*Exercise objective*. When you reach the line that contains "point: the orange fur in this photo", give it back exactly along with each line after it to the end of the entries; skip any pictures.

[Excerpts from a dataset]
Content starts

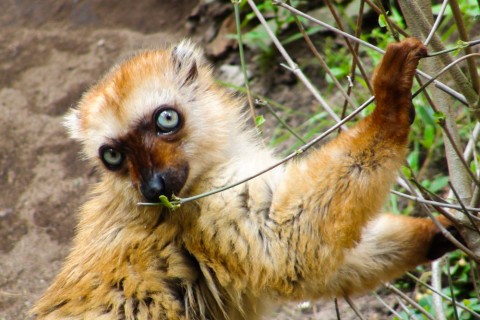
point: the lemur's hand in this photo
(392, 83)
(397, 68)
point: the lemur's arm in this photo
(308, 240)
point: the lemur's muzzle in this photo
(153, 187)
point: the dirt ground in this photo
(50, 52)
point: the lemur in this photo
(158, 124)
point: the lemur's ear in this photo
(186, 59)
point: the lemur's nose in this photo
(153, 187)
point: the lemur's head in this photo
(157, 121)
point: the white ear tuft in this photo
(72, 123)
(186, 59)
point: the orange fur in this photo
(307, 230)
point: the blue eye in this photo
(167, 120)
(112, 158)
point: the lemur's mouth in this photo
(163, 183)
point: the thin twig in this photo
(434, 203)
(409, 300)
(437, 83)
(444, 296)
(292, 66)
(387, 306)
(437, 22)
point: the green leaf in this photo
(259, 120)
(439, 117)
(382, 21)
(166, 203)
(428, 136)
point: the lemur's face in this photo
(150, 120)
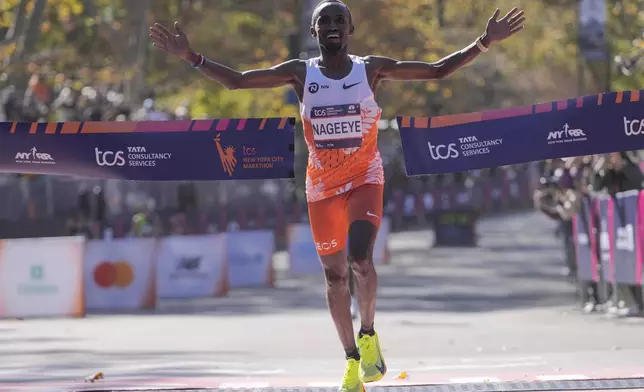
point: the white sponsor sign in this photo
(303, 257)
(249, 257)
(381, 247)
(41, 277)
(119, 274)
(191, 266)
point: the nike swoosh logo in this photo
(344, 86)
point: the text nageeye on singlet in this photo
(338, 126)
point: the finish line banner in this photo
(191, 150)
(596, 124)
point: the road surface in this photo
(499, 312)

Content ends

*Solution to this exercise*.
point: the orange fur in this photo
(307, 230)
point: the blue eye in this photo
(167, 120)
(112, 158)
point: the lemur's mouth in this photo
(163, 183)
point: the thin twig in this photo
(434, 203)
(409, 300)
(437, 83)
(444, 296)
(292, 66)
(387, 306)
(437, 22)
point: the green leaf in this photo
(259, 120)
(439, 117)
(382, 21)
(166, 203)
(428, 136)
point: the lemur's face in this photo
(150, 120)
point: the white sponsor sign in this photo
(303, 257)
(249, 257)
(381, 247)
(41, 277)
(119, 274)
(191, 266)
point: the nike swoosh logo in this photo
(344, 86)
point: the text nageeye on singlet in this photo
(338, 126)
point: the finish line banner in this photo
(191, 150)
(596, 124)
point: the road surface in this photo
(499, 312)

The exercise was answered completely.